• **Exercise**
Retype the passage of the Medicare fraud article between "The R.N. had" and "as to recruiters.)", inclusive.

• **Document extract**
[Start of section]

Bad business decisions can ruin a company. For instance, if your customers like the product or service you provide, don’t spend a lot of money trying to improve it. (Think of the New Coke vs. Old Coke saga back in the 1980s. If it ain’t broke, don’t fix it.) Another important decision to make is to hire the right people. If you hire the wrong people, they can destroy your entrepreneurial dreams of retiring early. A Fort Bend County, Texas registered nurse (R.N.), who owned two medical clinics, made a bad business decision to commit Medicare fraud. (He ran a lucrative fraud scheme that was part of the largest Medicare fraud takedown in history.)
Today’s fraudster is an R.N. who immigrated to the United States from Nigeria over 25 years ago. He owned and operated two clinics in the Houston, Texas area for nearly seven years. He acquired and maintained a Medicare provider number, which he used to submit home health care services claims that were not medically necessary and/or not provided.
The R.N. had several co-conspirators that helped him out. According to court documents, two physicians would falsely certify that the Medicare beneficiaries were under their care and home bound, when they were not. (He paid kickbacks to these doctors for their certification services, as well as to recruiters.)
The nurse signed medical records falsely certifying that the Medicare beneficiaries qualified for home health services and submitted the bogus claims to Medicare. The government health care company deposited payments into the bank accounts of his two companies. (Then, as you might guess, he spent the money – about $17,195,899.12 to be exact, but who is counting pennies?)
The 48-year-old Texan pleaded guilty to committing Medicare fraud. Even though he expressed remorse for his actions and begged for mercy, the judge sentenced him to 10 years in federal prison to be followed by three years of supervised release. And get this, he must begin repaying the more than $17 million he stole in quarterly payments of $25. (Crickets chirping. Do the math and you can see that the government isn’t going to get much of that money back.)

[End of section]

Stored data entries
[Start of section]

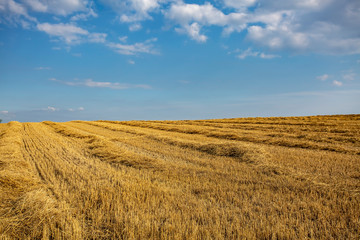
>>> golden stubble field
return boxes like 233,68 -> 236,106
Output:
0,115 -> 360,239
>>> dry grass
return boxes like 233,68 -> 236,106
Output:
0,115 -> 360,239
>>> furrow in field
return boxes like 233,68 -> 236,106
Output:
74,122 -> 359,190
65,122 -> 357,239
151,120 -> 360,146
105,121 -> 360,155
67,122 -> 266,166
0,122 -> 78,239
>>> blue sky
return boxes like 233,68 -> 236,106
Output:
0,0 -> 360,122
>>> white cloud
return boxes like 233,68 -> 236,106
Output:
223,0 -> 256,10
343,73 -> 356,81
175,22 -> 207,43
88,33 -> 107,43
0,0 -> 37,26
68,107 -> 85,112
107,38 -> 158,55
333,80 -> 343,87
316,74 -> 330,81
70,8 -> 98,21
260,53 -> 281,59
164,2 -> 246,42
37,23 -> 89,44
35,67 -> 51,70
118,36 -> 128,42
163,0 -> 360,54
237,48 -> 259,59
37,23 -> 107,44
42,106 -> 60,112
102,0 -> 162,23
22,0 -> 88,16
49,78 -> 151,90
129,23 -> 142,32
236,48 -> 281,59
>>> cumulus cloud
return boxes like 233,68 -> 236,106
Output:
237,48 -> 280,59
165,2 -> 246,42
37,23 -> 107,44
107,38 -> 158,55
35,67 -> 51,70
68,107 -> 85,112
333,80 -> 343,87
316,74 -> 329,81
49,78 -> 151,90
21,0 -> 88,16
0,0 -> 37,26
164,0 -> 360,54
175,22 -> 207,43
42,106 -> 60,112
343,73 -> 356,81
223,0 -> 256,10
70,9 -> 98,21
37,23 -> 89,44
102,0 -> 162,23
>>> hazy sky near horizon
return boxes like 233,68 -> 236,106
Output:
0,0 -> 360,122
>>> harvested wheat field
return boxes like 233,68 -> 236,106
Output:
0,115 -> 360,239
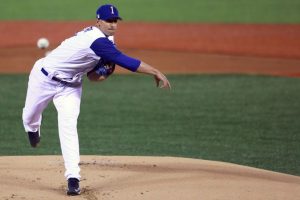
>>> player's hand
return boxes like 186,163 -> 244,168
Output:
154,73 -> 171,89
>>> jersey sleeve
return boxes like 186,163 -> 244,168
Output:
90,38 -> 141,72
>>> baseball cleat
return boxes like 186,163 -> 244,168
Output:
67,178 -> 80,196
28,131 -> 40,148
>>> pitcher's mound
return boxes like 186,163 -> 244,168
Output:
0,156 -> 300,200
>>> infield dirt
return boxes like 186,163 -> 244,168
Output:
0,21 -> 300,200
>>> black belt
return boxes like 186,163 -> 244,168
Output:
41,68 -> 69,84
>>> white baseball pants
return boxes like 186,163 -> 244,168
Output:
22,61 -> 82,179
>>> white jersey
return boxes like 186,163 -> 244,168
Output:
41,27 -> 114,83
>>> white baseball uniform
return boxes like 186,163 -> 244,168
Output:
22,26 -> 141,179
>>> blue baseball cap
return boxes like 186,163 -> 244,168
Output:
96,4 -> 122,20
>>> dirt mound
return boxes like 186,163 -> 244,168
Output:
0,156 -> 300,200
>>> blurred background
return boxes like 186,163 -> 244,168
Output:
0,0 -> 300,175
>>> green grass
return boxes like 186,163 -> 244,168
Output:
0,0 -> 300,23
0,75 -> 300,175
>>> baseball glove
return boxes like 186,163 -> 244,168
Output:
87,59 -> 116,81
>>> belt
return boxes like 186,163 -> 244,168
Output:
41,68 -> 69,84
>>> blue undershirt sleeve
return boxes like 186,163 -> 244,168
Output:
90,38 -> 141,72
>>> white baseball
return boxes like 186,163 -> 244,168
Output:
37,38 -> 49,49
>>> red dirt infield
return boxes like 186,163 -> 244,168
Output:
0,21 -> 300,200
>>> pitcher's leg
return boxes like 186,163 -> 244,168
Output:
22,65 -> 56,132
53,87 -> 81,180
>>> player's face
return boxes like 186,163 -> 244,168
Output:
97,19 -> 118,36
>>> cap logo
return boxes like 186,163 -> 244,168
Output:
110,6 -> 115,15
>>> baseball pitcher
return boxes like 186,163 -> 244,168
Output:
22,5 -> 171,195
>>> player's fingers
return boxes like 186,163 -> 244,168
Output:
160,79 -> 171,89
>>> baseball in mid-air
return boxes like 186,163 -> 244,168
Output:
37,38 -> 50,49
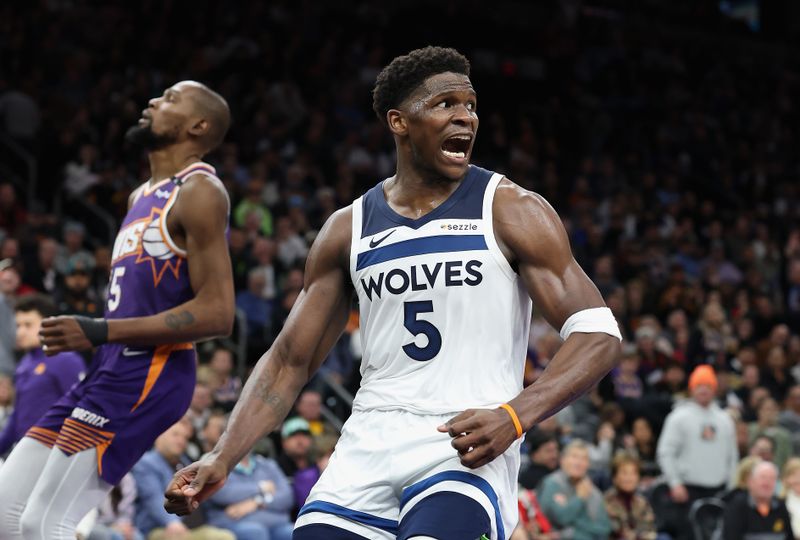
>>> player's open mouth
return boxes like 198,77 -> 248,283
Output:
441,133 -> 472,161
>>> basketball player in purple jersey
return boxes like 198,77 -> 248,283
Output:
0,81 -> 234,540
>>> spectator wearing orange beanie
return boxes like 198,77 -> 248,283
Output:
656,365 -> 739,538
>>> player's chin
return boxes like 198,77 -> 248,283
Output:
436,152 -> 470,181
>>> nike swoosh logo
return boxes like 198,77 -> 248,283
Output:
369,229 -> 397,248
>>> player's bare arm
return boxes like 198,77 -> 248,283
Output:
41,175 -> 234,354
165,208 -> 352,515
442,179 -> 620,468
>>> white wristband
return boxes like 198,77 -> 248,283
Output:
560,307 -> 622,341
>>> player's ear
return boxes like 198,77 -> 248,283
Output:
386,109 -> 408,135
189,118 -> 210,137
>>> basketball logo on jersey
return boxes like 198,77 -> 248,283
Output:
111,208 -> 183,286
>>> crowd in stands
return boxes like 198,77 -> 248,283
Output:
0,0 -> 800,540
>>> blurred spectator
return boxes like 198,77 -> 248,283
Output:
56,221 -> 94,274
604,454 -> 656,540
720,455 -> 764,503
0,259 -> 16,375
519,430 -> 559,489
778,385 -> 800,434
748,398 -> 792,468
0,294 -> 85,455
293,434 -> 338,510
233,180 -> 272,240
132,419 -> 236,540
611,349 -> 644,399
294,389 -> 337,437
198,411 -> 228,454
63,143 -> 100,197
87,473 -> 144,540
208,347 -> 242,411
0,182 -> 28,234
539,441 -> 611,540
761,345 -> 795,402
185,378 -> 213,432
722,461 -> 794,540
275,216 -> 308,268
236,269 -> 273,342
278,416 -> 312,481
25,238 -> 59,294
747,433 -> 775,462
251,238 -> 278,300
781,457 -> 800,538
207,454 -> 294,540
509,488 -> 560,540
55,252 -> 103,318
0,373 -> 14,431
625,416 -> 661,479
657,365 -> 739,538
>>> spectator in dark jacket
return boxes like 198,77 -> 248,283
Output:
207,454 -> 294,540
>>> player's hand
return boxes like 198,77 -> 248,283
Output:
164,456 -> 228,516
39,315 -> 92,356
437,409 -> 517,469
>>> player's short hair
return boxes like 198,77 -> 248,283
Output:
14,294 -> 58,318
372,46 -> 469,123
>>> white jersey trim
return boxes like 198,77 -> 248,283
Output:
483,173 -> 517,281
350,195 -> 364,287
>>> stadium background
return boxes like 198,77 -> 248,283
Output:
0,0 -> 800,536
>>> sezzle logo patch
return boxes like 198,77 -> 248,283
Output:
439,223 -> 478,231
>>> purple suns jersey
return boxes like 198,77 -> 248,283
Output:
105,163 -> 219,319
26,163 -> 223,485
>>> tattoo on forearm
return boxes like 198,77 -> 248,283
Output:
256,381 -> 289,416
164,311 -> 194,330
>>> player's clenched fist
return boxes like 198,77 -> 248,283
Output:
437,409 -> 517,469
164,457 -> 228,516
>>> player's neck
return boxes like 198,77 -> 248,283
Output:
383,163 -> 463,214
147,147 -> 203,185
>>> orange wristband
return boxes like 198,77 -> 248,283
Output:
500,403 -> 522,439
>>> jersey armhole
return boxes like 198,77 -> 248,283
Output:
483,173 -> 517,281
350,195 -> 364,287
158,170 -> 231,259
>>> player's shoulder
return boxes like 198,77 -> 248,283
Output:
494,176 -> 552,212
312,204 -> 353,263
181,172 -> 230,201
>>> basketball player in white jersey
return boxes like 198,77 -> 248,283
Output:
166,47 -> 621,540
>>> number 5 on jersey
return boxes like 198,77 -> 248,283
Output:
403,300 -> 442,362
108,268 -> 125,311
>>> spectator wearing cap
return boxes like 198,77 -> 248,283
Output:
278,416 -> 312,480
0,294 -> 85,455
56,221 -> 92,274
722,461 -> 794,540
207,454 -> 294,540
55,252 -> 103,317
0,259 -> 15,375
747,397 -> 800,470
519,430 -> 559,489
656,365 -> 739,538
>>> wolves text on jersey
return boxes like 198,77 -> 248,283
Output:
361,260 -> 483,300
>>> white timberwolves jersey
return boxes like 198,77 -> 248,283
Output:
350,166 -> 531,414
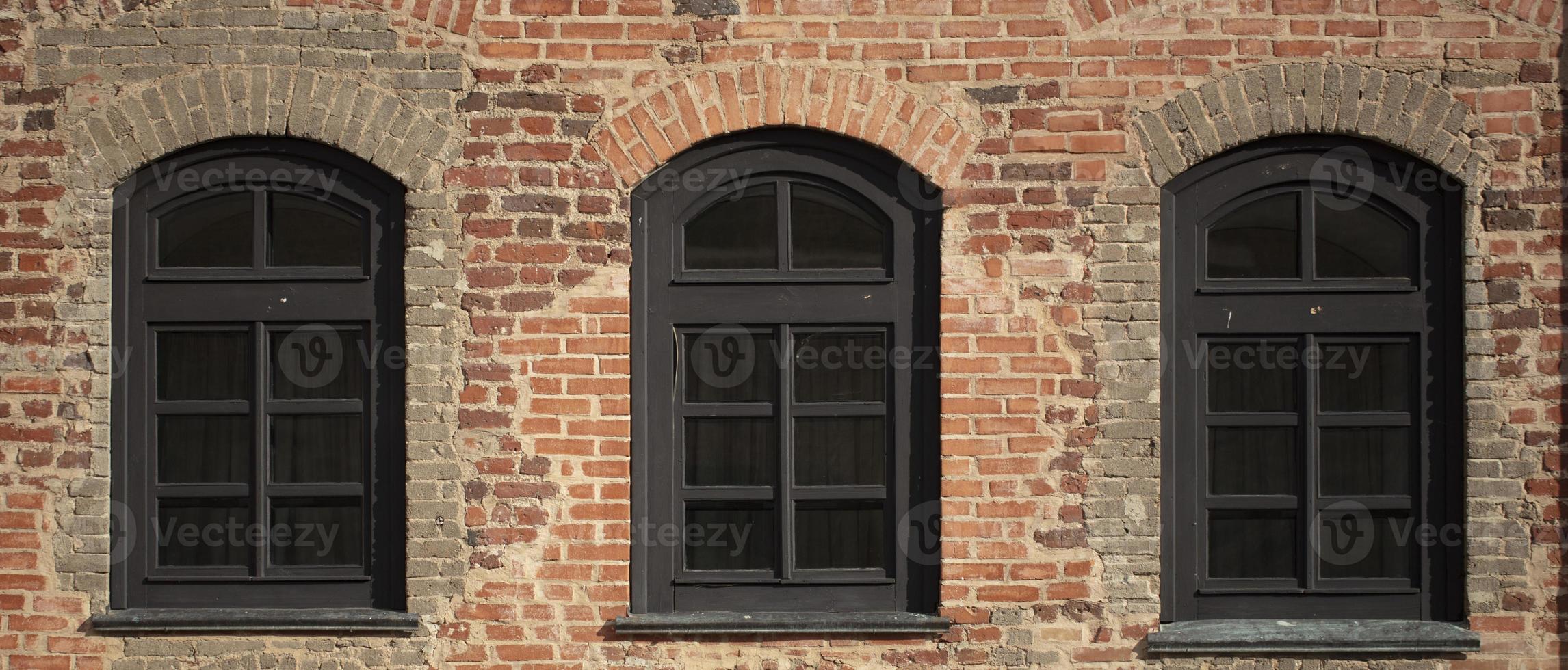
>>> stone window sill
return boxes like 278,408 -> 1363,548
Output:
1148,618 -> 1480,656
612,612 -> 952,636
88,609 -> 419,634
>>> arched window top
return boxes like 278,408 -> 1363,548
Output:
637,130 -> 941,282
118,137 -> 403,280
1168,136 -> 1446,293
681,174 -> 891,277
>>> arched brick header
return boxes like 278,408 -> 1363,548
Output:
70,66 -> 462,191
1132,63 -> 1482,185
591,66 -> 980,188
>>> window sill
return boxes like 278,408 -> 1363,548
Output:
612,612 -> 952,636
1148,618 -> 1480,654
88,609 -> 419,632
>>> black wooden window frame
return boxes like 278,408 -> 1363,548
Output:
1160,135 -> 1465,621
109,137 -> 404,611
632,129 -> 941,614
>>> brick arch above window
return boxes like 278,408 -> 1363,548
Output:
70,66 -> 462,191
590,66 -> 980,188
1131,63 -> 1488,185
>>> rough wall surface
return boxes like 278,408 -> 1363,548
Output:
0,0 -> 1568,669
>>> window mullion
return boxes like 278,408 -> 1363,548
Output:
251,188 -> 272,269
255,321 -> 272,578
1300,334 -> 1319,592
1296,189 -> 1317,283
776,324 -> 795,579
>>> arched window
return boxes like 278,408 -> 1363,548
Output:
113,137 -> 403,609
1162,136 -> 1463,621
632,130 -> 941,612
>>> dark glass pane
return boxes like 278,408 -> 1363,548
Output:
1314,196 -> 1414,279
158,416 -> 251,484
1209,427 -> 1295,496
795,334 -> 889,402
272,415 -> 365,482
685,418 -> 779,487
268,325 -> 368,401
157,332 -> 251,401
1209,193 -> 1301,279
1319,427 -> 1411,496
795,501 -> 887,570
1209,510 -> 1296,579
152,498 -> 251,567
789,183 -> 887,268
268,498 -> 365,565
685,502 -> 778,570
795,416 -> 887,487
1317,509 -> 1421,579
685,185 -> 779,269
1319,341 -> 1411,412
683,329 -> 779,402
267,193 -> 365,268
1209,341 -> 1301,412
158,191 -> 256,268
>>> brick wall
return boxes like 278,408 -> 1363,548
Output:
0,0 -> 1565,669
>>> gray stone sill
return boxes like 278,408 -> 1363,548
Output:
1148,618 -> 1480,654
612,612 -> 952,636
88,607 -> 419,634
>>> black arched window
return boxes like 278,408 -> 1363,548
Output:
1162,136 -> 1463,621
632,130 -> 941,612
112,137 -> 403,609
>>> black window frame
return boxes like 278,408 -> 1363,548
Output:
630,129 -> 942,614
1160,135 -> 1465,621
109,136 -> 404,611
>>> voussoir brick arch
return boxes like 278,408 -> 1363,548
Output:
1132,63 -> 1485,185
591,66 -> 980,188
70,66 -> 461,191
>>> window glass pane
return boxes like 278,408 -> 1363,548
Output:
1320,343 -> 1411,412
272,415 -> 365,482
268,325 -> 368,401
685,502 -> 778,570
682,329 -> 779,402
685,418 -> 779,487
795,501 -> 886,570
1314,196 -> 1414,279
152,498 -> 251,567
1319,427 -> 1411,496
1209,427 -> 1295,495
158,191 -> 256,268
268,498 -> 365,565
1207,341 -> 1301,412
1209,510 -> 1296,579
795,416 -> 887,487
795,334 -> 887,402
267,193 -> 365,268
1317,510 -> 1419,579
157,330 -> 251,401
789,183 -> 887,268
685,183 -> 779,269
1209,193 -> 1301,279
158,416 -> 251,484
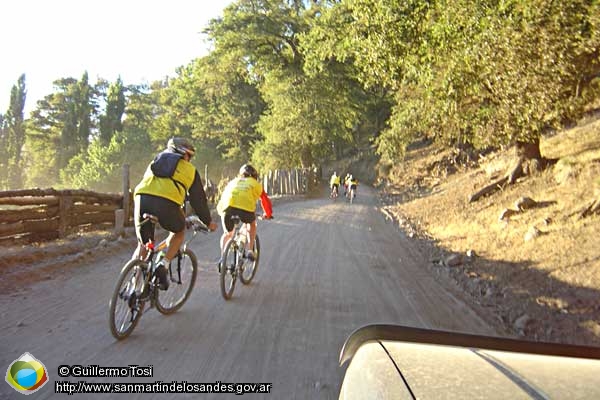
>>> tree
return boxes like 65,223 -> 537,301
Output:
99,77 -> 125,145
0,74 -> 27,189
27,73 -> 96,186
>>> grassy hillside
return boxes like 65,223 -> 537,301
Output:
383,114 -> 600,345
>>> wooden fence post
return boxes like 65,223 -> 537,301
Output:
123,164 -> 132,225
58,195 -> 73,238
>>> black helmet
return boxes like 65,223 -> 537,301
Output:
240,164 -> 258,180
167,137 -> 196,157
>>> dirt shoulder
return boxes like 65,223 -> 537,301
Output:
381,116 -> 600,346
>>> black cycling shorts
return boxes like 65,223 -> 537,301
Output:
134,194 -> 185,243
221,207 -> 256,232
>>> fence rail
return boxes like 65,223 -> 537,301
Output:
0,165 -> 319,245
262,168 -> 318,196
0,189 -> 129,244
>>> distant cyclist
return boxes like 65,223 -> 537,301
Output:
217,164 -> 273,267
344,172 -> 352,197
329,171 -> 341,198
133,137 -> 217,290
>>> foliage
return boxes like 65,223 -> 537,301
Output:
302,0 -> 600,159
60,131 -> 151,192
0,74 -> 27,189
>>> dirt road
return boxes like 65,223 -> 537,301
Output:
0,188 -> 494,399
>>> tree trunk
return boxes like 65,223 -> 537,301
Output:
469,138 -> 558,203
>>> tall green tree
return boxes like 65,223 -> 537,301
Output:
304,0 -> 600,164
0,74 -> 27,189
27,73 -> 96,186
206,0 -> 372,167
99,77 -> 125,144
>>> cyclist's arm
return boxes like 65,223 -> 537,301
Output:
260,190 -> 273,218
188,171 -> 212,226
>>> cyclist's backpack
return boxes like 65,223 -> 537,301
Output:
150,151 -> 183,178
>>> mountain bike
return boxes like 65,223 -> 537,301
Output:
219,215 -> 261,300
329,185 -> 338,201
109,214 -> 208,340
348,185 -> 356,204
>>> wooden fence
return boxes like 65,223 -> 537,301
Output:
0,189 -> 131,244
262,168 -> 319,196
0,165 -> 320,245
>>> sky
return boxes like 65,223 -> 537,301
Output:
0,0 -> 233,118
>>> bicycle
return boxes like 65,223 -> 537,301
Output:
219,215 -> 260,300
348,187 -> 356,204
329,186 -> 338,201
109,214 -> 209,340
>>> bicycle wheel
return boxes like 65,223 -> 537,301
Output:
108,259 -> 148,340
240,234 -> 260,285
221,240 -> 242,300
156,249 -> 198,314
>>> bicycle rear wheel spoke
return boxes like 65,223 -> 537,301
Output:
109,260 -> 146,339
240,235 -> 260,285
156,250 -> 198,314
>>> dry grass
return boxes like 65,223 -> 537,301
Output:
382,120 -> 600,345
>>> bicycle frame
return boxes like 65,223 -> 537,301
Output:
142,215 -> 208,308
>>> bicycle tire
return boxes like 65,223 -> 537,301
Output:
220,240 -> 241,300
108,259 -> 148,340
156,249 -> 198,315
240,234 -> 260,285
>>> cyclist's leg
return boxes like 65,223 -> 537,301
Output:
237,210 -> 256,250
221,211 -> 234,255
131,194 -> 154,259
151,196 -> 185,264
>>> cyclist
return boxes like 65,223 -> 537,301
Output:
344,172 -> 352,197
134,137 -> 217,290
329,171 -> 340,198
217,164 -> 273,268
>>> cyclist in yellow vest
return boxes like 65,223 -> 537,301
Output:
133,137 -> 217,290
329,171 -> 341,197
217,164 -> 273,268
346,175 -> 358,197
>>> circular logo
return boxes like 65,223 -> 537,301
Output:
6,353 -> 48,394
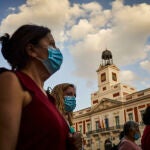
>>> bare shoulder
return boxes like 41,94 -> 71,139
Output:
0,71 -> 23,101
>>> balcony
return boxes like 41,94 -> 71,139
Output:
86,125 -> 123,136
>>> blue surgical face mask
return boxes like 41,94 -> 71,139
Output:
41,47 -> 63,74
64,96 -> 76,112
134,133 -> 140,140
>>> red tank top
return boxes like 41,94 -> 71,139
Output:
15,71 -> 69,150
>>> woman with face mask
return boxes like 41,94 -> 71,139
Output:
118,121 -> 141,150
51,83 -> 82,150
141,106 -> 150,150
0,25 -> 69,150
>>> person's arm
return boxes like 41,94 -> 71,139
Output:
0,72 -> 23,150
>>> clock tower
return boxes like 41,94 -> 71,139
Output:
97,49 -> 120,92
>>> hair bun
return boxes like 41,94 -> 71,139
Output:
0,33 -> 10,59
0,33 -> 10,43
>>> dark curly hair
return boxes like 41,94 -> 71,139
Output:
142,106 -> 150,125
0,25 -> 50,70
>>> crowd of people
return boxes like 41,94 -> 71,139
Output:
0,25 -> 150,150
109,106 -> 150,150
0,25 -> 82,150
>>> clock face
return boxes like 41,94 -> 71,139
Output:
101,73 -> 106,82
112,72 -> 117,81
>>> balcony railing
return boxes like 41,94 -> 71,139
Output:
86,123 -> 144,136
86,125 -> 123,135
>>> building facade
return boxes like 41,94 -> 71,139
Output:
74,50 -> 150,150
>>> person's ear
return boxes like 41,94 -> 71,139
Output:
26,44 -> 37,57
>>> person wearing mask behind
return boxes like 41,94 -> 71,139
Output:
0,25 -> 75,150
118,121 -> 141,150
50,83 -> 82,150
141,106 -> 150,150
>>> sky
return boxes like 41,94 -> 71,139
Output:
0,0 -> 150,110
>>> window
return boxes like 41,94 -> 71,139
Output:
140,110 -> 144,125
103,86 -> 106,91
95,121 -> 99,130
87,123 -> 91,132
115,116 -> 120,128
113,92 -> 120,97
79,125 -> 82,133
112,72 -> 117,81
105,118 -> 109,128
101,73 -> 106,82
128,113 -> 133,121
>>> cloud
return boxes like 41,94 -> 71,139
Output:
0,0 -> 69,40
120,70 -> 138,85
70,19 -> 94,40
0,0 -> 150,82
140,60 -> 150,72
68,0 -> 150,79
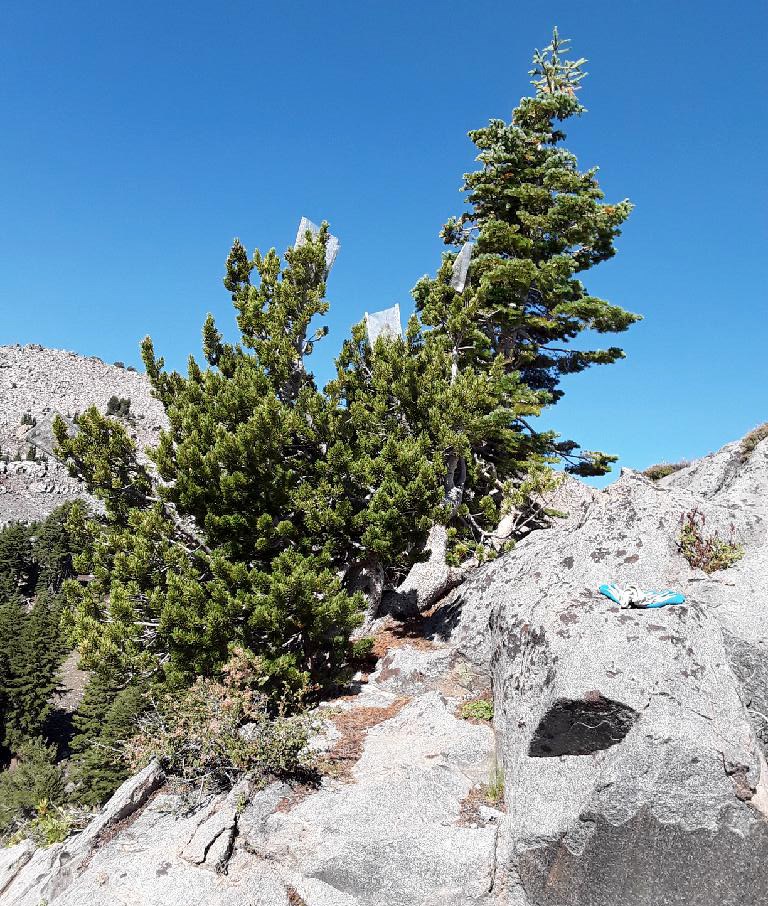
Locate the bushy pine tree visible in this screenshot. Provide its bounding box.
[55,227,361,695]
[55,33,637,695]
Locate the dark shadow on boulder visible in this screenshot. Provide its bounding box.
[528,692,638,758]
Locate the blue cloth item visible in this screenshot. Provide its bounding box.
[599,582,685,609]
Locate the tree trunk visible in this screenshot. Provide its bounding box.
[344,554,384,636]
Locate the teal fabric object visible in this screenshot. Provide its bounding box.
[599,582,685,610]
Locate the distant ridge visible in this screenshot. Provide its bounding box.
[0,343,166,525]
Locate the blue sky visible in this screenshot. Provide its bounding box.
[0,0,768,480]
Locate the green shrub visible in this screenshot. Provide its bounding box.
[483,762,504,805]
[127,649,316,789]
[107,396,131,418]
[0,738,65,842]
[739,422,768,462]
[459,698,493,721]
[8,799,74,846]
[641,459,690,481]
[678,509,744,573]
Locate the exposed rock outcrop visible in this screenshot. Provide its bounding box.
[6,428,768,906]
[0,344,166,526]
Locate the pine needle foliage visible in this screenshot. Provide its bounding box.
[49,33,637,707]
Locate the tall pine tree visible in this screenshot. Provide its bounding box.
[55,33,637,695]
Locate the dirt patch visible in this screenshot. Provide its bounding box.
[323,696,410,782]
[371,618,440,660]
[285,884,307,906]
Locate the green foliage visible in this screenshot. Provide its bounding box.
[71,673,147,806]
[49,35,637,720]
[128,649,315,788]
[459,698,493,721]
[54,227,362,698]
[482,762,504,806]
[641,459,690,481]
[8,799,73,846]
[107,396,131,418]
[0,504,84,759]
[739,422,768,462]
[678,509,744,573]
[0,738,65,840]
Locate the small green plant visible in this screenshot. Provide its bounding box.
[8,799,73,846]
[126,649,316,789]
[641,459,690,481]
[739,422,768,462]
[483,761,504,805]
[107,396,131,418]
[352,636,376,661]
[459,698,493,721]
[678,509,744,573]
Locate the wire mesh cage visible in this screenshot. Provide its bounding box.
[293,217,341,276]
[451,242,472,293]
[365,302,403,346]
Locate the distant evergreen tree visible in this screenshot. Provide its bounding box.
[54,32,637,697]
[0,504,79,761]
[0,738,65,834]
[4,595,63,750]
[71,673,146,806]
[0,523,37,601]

[End of section]

• **Output for this task**
The R.N. had several co-conspirators that helped him out. According to court documents, two physicians would falsely certify that the Medicare beneficiaries were under their care and home bound, when they were not. (He paid kickbacks to these doctors for their certification services, as well as to recruiters.)